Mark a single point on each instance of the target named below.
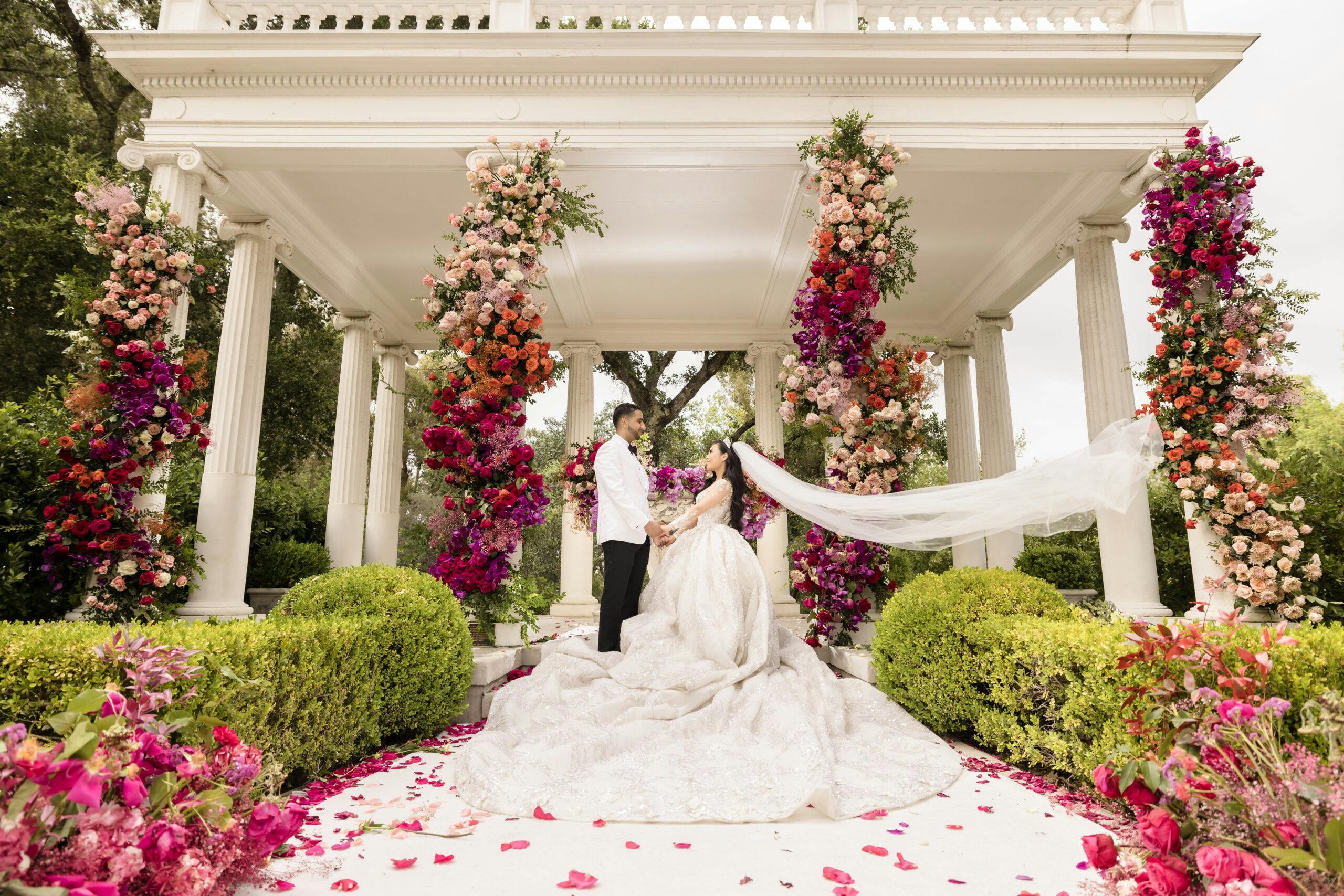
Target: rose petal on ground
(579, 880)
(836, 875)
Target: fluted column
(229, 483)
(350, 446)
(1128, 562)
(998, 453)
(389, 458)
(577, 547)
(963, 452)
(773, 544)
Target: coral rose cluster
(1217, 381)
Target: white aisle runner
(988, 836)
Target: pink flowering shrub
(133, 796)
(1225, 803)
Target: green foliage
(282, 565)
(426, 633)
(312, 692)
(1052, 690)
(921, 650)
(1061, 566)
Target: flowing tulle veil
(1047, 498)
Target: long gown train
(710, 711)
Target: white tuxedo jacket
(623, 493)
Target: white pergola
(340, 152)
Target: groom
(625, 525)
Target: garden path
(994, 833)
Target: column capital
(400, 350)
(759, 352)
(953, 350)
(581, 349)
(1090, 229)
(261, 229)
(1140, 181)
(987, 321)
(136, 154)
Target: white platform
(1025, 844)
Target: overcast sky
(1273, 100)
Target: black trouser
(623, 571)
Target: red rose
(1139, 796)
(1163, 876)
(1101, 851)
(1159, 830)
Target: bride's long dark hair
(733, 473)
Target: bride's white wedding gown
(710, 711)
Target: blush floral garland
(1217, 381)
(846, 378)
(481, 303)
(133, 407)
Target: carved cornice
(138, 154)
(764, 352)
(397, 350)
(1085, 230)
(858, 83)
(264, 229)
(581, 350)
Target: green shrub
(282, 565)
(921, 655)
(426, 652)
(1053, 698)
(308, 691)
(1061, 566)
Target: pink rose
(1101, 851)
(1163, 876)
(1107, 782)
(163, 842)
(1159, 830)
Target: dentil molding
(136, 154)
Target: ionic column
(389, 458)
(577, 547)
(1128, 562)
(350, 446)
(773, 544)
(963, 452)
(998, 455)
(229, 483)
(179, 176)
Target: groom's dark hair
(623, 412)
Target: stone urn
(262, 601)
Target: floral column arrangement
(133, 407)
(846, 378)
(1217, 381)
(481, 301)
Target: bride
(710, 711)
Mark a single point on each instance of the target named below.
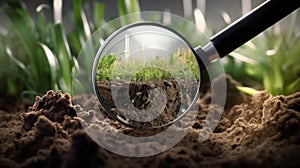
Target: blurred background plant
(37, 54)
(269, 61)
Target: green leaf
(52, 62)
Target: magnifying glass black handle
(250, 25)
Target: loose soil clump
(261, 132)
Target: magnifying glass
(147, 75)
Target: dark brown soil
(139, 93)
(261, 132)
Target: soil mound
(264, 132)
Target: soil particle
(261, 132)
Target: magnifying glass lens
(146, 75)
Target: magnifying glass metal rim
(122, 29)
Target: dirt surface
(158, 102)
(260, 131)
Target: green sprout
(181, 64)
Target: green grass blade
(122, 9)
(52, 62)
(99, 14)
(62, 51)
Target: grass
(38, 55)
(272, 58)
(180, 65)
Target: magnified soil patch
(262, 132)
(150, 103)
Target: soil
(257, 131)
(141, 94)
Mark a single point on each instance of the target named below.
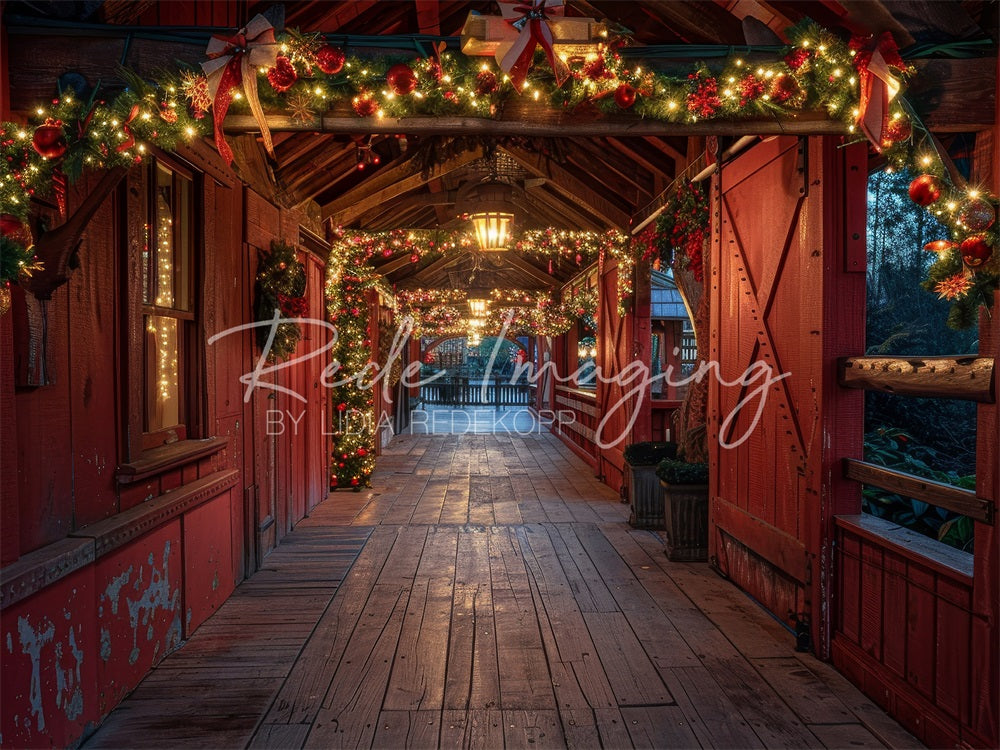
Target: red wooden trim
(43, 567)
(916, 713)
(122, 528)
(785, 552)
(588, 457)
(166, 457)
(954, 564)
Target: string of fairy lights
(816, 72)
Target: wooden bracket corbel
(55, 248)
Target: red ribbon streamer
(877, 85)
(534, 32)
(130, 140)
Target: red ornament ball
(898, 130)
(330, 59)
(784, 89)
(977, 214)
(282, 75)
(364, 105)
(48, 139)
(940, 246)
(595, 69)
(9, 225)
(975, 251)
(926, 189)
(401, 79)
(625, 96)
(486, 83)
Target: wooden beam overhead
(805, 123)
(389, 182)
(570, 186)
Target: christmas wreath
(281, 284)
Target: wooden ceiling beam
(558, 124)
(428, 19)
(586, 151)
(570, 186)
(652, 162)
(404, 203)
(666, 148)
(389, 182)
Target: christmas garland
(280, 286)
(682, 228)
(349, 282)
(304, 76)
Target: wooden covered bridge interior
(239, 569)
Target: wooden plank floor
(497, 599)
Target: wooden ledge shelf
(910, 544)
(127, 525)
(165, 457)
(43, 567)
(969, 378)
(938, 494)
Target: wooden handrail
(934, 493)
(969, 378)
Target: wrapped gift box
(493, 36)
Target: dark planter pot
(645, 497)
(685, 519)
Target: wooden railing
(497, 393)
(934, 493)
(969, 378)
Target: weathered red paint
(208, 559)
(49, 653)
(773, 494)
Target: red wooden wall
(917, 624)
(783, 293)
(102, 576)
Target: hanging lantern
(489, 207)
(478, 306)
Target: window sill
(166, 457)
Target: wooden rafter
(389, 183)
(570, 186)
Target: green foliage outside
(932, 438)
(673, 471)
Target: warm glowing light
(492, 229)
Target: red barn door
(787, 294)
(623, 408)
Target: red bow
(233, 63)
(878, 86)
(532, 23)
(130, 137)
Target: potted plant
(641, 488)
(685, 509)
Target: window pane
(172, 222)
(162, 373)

> Instructions to follow
Using the material above, return every line exactly as it appears, minus the pictures.

> Task result
Mark a single point on each instance of the target named below.
Target: rose petal on ground
(579, 880)
(836, 875)
Target: fluted column
(229, 483)
(350, 446)
(1128, 562)
(998, 453)
(389, 458)
(577, 547)
(963, 452)
(773, 544)
Target: coral rose cluster
(1217, 381)
Target: white aisle runner
(988, 836)
Target: pink flowering shrub
(133, 796)
(1225, 803)
Target: green foliage
(282, 565)
(426, 633)
(312, 692)
(1052, 690)
(921, 650)
(1061, 566)
Target: flowing tulle veil
(1047, 498)
Target: long gown train
(710, 711)
Target: white tuxedo jacket
(623, 493)
Target: white pergola
(340, 152)
Target: groom
(625, 525)
Target: garden path
(994, 833)
Target: column capital
(400, 350)
(759, 352)
(953, 350)
(581, 349)
(1090, 229)
(261, 229)
(1140, 181)
(987, 321)
(136, 154)
Target: white platform
(1025, 844)
Target: overcast sky
(1273, 100)
Target: black trouser
(623, 571)
Target: red rose
(1139, 796)
(1163, 876)
(1101, 851)
(1159, 830)
Target: bride's long dark hair
(733, 473)
Target: bride's white wedding gown
(710, 711)
Target: blush floral garland
(1217, 381)
(846, 378)
(481, 303)
(133, 407)
Target: carved cornice
(138, 154)
(764, 352)
(397, 350)
(1085, 230)
(858, 83)
(264, 229)
(581, 350)
Target: green shrub
(282, 565)
(921, 655)
(426, 652)
(1053, 698)
(308, 691)
(1061, 566)
Target: pink rose
(1101, 851)
(1163, 876)
(1107, 782)
(163, 842)
(1159, 830)
Target: dentil molding
(136, 154)
Target: ionic column
(389, 458)
(577, 547)
(1128, 562)
(350, 446)
(773, 544)
(963, 452)
(998, 455)
(229, 483)
(179, 176)
Target: groom's dark hair
(623, 412)
Target: stone urn
(262, 601)
Target: floral column arrangement
(133, 407)
(846, 378)
(1217, 381)
(481, 301)
Target: bride
(710, 711)
Mark a single point on each instance of the target named below.
Target: blurred background plant
(37, 54)
(269, 61)
Target: green leaf
(52, 62)
Target: magnifying glass black handle
(250, 25)
Target: loose soil clump
(261, 132)
Target: magnifying glass
(147, 75)
Target: dark brown soil
(139, 93)
(261, 132)
Target: soil mound
(264, 132)
Target: soil particle
(261, 132)
Target: magnifying glass lens
(146, 75)
Target: magnifying glass metal rim
(122, 29)
Target: dirt surface
(158, 102)
(260, 131)
Target: green sprout
(181, 64)
Target: green grass blade
(122, 9)
(52, 62)
(99, 14)
(62, 51)
Target: grass
(38, 55)
(272, 58)
(180, 65)
Target: magnified soil patch
(262, 132)
(150, 103)
Target: soil
(257, 131)
(141, 94)
Mark a single point on each instance of the target named below.
Target: red wooden trim
(43, 567)
(916, 713)
(122, 528)
(785, 552)
(588, 457)
(166, 457)
(954, 564)
Target: string of fairy lights
(816, 72)
Target: wooden bracket corbel
(55, 248)
Target: red ribbon streamer
(877, 85)
(534, 32)
(130, 140)
Target: red ornament ball
(898, 130)
(330, 59)
(784, 89)
(977, 214)
(282, 75)
(364, 105)
(48, 139)
(940, 246)
(595, 69)
(9, 225)
(975, 251)
(926, 189)
(401, 79)
(625, 96)
(486, 83)
Target: wooden beam overhead
(805, 123)
(389, 182)
(570, 186)
Target: christmas wreath
(281, 284)
Target: wooden ceiling beam
(558, 124)
(428, 19)
(586, 151)
(570, 186)
(652, 162)
(404, 203)
(666, 148)
(389, 182)
Target: christmas garland
(280, 286)
(682, 228)
(349, 282)
(304, 76)
Target: wooden covered bridge interior
(239, 569)
Target: wooden plank floor
(497, 599)
Target: wooden ledge shelf
(910, 544)
(127, 525)
(165, 457)
(43, 567)
(969, 378)
(938, 494)
Target: wooden handrail
(934, 493)
(969, 378)
Target: wrapped gift box
(493, 36)
Target: dark planter pot
(645, 497)
(685, 519)
Target: wooden railing
(497, 393)
(934, 493)
(969, 378)
Target: weathered red paint
(208, 559)
(49, 653)
(773, 494)
Target: red wooden wall
(917, 624)
(783, 293)
(102, 576)
Target: hanging lantern
(489, 207)
(478, 306)
Target: window sill
(166, 457)
Target: wooden rafter
(389, 183)
(570, 186)
Target: green foliage outside
(932, 438)
(673, 471)
Target: warm glowing light
(492, 229)
Target: red barn door
(787, 294)
(623, 408)
Target: red bow
(233, 63)
(878, 86)
(532, 23)
(130, 137)
Target: potted plant
(641, 488)
(685, 509)
Target: window pane
(172, 222)
(162, 373)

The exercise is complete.